- [Data supplied]:

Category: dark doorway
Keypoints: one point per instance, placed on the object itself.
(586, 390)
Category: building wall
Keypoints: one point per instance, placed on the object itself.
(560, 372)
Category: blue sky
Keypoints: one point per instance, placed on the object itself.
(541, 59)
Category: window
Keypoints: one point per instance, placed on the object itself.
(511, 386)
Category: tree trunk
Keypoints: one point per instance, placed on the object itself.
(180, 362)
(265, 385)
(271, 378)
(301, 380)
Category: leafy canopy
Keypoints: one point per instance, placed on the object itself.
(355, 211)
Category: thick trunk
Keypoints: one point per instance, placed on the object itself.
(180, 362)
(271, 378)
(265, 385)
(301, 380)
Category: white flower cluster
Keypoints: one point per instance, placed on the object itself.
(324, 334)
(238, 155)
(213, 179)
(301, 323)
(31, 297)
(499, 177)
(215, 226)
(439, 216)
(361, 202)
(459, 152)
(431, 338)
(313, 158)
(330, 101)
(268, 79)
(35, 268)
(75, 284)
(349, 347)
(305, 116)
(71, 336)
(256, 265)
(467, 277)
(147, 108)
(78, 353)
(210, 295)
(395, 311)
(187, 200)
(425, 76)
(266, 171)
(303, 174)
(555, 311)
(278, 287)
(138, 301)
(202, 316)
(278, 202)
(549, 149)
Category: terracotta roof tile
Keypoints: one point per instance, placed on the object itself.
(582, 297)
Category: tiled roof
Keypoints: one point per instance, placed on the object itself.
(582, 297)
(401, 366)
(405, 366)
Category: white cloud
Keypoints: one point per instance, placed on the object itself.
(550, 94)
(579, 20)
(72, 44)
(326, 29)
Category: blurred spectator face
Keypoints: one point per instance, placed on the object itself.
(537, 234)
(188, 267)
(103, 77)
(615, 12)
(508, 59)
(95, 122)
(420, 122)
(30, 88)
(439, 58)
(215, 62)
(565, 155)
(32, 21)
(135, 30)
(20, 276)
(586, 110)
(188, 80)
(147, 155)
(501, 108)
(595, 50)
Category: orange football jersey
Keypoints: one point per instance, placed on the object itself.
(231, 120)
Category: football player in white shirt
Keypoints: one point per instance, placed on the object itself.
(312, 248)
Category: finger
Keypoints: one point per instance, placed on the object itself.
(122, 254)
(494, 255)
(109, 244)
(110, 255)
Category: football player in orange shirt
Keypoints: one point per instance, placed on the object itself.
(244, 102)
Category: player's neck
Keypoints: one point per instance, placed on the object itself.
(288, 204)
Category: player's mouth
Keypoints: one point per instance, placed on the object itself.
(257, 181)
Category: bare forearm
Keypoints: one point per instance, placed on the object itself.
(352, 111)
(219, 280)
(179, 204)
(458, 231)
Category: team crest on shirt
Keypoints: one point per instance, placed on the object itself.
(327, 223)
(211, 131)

- [What the task asks]:
Recast every line of the data above as a Markdown table with the columns "Row" and "Line," numbering the rows in order and omitting any blank lines.

- [Task output]:
| Row | Line |
|---|---|
| 1 | Category: dark doorway |
| 2 | Keypoints: one point per instance, placed on the object itself. |
| 3 | (586, 390) |
| 4 | Category: building wall |
| 5 | Keypoints: one point per instance, placed on the object itself. |
| 6 | (560, 372) |
| 7 | Category: blue sky |
| 8 | Keypoints: one point per instance, placed on the object itself. |
| 9 | (541, 59) |
| 10 | Category: window |
| 11 | Keypoints: one point per instance, placed on the object itself. |
| 12 | (511, 386) |
| 13 | Category: tree trunk |
| 14 | Keypoints: one point per instance, placed on the object itself. |
| 15 | (180, 362) |
| 16 | (265, 385) |
| 17 | (271, 378) |
| 18 | (301, 380) |
| 19 | Category: leafy canopy |
| 20 | Keypoints: one point per instance, placed on the object itself. |
| 21 | (355, 211) |
| 22 | Category: thick trunk |
| 23 | Keypoints: one point per instance, placed on the object itself. |
| 24 | (180, 362) |
| 25 | (271, 378) |
| 26 | (265, 385) |
| 27 | (301, 380) |
| 28 | Category: white flower cluster |
| 29 | Keypoints: one point per instance, placed on the object itself. |
| 30 | (324, 334) |
| 31 | (238, 155) |
| 32 | (213, 179) |
| 33 | (301, 323) |
| 34 | (31, 297) |
| 35 | (499, 177) |
| 36 | (215, 226) |
| 37 | (439, 216) |
| 38 | (361, 202) |
| 39 | (459, 152) |
| 40 | (431, 338) |
| 41 | (313, 158) |
| 42 | (330, 101) |
| 43 | (268, 79) |
| 44 | (35, 268) |
| 45 | (75, 284) |
| 46 | (349, 347) |
| 47 | (305, 116) |
| 48 | (71, 336) |
| 49 | (256, 265) |
| 50 | (467, 277) |
| 51 | (147, 108) |
| 52 | (78, 353) |
| 53 | (210, 295) |
| 54 | (395, 311) |
| 55 | (187, 200) |
| 56 | (425, 76) |
| 57 | (266, 171) |
| 58 | (303, 174) |
| 59 | (555, 311) |
| 60 | (278, 287) |
| 61 | (138, 301) |
| 62 | (202, 316) |
| 63 | (278, 202) |
| 64 | (549, 149) |
| 65 | Category: terracotta roof tile |
| 66 | Keypoints: one point per instance, placed on the object itself. |
| 67 | (582, 297) |
| 68 | Category: tiled roof |
| 69 | Keypoints: one point per instance, placed on the object itself. |
| 70 | (582, 297) |
| 71 | (401, 366) |
| 72 | (405, 366) |
| 73 | Category: white cloud |
| 74 | Keypoints: one point per instance, placed on the object itself. |
| 75 | (550, 94) |
| 76 | (579, 20) |
| 77 | (72, 44) |
| 78 | (326, 29) |
| 79 | Category: blurred spectator face |
| 80 | Keypoints: one point per instance, placed on the object itself. |
| 81 | (537, 234) |
| 82 | (188, 267) |
| 83 | (103, 77) |
| 84 | (615, 12) |
| 85 | (508, 59) |
| 86 | (95, 122) |
| 87 | (420, 122) |
| 88 | (30, 88) |
| 89 | (439, 58) |
| 90 | (215, 62) |
| 91 | (565, 155) |
| 92 | (32, 21) |
| 93 | (135, 30) |
| 94 | (20, 276) |
| 95 | (586, 110) |
| 96 | (188, 80) |
| 97 | (147, 155) |
| 98 | (501, 108) |
| 99 | (595, 50) |
| 100 | Category: orange football jersey |
| 101 | Keypoints: one point per instance, placed on the object itself. |
| 102 | (231, 120) |
| 103 | Category: football player in white shirt |
| 104 | Keypoints: one point per instance, placed on the object itself. |
| 105 | (312, 248) |
| 106 | Category: finger |
| 107 | Keypoints: one point per instance, placed on the object itself. |
| 108 | (122, 254) |
| 109 | (494, 255) |
| 110 | (109, 244) |
| 111 | (110, 255) |
| 112 | Category: football player in orange shirt |
| 113 | Keypoints: one point per instance, placed on the object itself. |
| 114 | (244, 102) |
| 115 | Category: player's neck |
| 116 | Keypoints: one point per instance, placed on the object itself. |
| 117 | (288, 204) |
| 118 | Category: player's mouth |
| 119 | Keypoints: one point per instance, placed on the object itself. |
| 120 | (257, 181) |
| 121 | Category: bare forearm |
| 122 | Keypoints: one point per instance, placed on the object itself. |
| 123 | (352, 111) |
| 124 | (219, 280) |
| 125 | (179, 204) |
| 126 | (458, 231) |
| 127 | Category: team crest on shirt |
| 128 | Keypoints: one point per instance, placed on the object itself. |
| 129 | (327, 223) |
| 130 | (211, 131) |